## START Text excerpt

# Flavored Dehydrated Apples - I Figured It Out



## YuccaFlatsRanch (May 3, 2004)

Have been researching how to take plain dehydrated apple slices (inexpensive) and turn them into something that tastes like another fruit such as peach, strawberry, etc.

They sell peach flavored apple slices - how to make them yourself to save the number of things you might store in food storage.

Look here for concentrated powdered freeze dried fruits.

http://heartlandhoney.com/freezedriedpowderedfruitpeach.aspx

Mix some of the powder to your apple slices which give the bulk for a pie and BINGO - peach pie.


----------



## AngieM2 (May 10, 2002)

Those flavors look great. And the idea of the peach (apple) pie is neat.

Angie


----------



## YuccaFlatsRanch (May 3, 2004)

The freeze dried long term storage companies sell various flavors of dried apples - for much more than the cost of the straight apples. It would seem to me that since I can get the apples from the LDS Cannery at really good prices that I ought to be able to figure out how to make them into other flavors. I will have some of the straight Freeze dried fruits too, but for pies and the like who cares that the bulk comes from less expensive apples.


----------



## Callieslamb (Feb 27, 2007)

flavored apples chopped and put in oat meal - like the store bought packets. I think the family would love it.


----------



## Guest (Mar 17, 2008)

## END Text excerpt
## START Data section

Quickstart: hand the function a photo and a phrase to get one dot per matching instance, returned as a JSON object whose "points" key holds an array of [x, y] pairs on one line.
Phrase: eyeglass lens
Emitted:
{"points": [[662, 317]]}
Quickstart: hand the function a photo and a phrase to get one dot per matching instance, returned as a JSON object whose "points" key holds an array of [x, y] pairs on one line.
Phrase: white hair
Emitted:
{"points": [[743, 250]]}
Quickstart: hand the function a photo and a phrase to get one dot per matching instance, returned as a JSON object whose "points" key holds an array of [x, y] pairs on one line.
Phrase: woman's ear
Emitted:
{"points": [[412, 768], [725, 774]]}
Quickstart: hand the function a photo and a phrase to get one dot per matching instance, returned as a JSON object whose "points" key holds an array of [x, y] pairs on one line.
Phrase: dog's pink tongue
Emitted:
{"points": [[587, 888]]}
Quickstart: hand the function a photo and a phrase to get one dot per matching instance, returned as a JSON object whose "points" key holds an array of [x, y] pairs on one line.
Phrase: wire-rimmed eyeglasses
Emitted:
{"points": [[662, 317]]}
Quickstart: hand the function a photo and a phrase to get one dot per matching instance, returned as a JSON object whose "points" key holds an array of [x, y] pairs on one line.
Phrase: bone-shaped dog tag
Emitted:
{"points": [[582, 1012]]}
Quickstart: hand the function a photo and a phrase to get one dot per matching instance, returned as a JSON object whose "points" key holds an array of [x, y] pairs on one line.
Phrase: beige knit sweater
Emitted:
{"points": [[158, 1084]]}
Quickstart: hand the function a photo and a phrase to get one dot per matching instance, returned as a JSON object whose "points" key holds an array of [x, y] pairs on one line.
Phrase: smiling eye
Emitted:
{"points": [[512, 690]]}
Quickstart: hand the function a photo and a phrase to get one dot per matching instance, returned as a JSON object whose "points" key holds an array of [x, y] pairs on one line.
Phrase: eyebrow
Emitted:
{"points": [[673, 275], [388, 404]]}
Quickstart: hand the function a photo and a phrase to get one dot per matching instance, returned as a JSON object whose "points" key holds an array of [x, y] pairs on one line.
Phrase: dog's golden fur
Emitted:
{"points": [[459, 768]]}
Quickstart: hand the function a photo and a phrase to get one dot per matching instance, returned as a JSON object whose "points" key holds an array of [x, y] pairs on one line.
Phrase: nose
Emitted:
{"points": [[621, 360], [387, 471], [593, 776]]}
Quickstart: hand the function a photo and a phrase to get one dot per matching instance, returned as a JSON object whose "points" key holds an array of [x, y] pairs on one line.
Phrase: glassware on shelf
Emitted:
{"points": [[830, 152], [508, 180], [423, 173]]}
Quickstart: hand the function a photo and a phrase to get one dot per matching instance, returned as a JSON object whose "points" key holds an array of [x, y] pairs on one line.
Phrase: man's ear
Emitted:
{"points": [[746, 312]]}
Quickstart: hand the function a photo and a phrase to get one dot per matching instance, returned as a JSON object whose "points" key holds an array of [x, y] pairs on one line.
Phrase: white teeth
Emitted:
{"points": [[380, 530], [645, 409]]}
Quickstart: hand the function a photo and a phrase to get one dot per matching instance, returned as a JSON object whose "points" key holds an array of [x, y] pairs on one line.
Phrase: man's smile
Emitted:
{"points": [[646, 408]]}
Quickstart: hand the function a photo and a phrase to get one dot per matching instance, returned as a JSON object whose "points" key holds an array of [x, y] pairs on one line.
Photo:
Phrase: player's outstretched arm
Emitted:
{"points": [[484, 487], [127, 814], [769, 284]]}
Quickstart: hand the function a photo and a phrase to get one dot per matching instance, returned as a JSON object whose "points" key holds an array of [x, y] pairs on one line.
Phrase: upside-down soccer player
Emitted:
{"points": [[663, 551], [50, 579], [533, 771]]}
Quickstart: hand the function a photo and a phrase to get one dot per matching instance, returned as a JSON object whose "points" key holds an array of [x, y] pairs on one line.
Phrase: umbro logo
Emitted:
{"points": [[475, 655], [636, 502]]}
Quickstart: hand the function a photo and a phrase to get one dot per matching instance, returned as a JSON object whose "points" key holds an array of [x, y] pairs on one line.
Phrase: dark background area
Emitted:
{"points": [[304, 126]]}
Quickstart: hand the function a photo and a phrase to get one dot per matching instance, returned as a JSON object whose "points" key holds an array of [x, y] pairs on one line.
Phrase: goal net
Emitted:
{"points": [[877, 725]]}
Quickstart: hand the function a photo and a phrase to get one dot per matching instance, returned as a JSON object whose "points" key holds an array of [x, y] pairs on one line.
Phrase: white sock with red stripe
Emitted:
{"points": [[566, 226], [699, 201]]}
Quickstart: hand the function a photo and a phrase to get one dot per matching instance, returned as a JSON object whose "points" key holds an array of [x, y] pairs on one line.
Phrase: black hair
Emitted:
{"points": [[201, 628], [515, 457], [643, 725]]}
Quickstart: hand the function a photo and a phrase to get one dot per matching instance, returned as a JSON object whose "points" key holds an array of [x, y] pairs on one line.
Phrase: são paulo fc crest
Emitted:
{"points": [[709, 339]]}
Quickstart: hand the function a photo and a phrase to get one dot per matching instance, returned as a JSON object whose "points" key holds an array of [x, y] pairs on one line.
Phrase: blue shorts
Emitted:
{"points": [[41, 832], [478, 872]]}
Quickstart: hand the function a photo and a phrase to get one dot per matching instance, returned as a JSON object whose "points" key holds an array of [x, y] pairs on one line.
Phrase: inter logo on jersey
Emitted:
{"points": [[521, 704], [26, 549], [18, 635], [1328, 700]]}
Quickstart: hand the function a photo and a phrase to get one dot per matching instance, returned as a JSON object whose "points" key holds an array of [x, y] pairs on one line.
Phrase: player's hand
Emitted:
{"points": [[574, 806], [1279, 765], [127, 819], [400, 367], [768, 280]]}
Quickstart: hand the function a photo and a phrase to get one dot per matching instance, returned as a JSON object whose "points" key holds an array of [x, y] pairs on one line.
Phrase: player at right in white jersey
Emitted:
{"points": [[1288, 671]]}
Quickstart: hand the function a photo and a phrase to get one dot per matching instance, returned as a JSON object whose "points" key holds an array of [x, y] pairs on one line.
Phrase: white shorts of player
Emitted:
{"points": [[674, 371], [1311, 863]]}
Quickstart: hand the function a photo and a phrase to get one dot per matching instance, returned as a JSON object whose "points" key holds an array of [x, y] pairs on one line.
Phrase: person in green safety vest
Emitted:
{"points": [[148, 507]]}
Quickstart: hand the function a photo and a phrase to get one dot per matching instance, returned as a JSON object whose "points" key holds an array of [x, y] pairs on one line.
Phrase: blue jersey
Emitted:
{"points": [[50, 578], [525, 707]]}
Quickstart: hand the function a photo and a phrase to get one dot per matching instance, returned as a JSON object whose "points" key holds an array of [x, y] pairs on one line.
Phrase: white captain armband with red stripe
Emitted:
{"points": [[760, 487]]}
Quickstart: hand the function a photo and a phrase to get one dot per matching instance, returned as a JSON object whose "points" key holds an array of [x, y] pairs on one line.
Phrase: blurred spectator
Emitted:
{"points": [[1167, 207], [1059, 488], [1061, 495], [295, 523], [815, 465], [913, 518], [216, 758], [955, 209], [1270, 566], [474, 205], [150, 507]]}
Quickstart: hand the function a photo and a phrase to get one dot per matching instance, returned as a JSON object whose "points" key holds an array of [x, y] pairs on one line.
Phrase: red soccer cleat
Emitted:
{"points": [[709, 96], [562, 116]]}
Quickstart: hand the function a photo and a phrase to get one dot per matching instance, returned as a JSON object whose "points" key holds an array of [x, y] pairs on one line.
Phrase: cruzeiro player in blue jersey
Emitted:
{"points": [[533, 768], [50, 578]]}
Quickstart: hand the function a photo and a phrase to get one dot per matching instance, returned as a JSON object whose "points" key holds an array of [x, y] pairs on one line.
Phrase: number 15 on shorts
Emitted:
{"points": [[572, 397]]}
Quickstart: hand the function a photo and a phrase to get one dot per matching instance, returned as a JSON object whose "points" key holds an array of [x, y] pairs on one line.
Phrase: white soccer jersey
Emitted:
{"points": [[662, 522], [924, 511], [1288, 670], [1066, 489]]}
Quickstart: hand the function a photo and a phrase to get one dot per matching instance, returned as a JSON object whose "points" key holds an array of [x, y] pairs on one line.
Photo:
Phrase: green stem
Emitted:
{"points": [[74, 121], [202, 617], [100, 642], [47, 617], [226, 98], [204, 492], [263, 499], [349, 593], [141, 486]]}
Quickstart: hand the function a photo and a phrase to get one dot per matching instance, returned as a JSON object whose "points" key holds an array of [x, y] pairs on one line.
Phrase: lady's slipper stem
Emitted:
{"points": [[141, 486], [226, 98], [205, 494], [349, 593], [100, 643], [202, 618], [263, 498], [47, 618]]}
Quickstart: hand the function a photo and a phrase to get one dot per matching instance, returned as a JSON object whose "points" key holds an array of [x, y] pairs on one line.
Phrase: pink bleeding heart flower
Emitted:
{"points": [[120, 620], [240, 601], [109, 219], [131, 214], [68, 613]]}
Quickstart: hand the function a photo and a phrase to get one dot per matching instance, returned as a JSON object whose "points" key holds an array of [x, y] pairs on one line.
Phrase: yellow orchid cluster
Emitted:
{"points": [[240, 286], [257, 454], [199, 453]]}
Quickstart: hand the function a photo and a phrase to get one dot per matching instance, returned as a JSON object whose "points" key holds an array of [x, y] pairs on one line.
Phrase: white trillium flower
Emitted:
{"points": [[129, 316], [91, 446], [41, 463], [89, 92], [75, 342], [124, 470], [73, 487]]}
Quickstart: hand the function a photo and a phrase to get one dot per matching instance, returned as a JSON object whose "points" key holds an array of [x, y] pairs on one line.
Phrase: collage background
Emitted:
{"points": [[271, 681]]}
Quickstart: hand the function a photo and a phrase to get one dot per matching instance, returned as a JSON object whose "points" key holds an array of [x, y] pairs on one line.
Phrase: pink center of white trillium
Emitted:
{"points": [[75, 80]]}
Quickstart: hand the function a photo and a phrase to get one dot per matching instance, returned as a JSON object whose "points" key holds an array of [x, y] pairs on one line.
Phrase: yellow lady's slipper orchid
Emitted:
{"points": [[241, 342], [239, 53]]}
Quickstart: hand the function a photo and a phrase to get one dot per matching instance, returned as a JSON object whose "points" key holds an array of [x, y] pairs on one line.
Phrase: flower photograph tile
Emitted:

## END Data section

- **Task goal**: Do these statements agree with the apple-flavoring thread? (a) The poster can get apples from the LDS Cannery cheaply. (b) The poster plans to keep no straight freeze dried fruits at all. (c) One reply suggests putting chopped flavored apples in oatmeal. For each, answer yes or no and quote the deciding words. The rows are separate material from the apple-flavoring thread.

- **Written solution**:
(a) Yes: "I can get the apples from the LDS Cannery at really good prices"
(b) No: "I will have some of the straight Freeze dried fruits too"
(c) Yes: "flavored apples chopped and put in oat meal"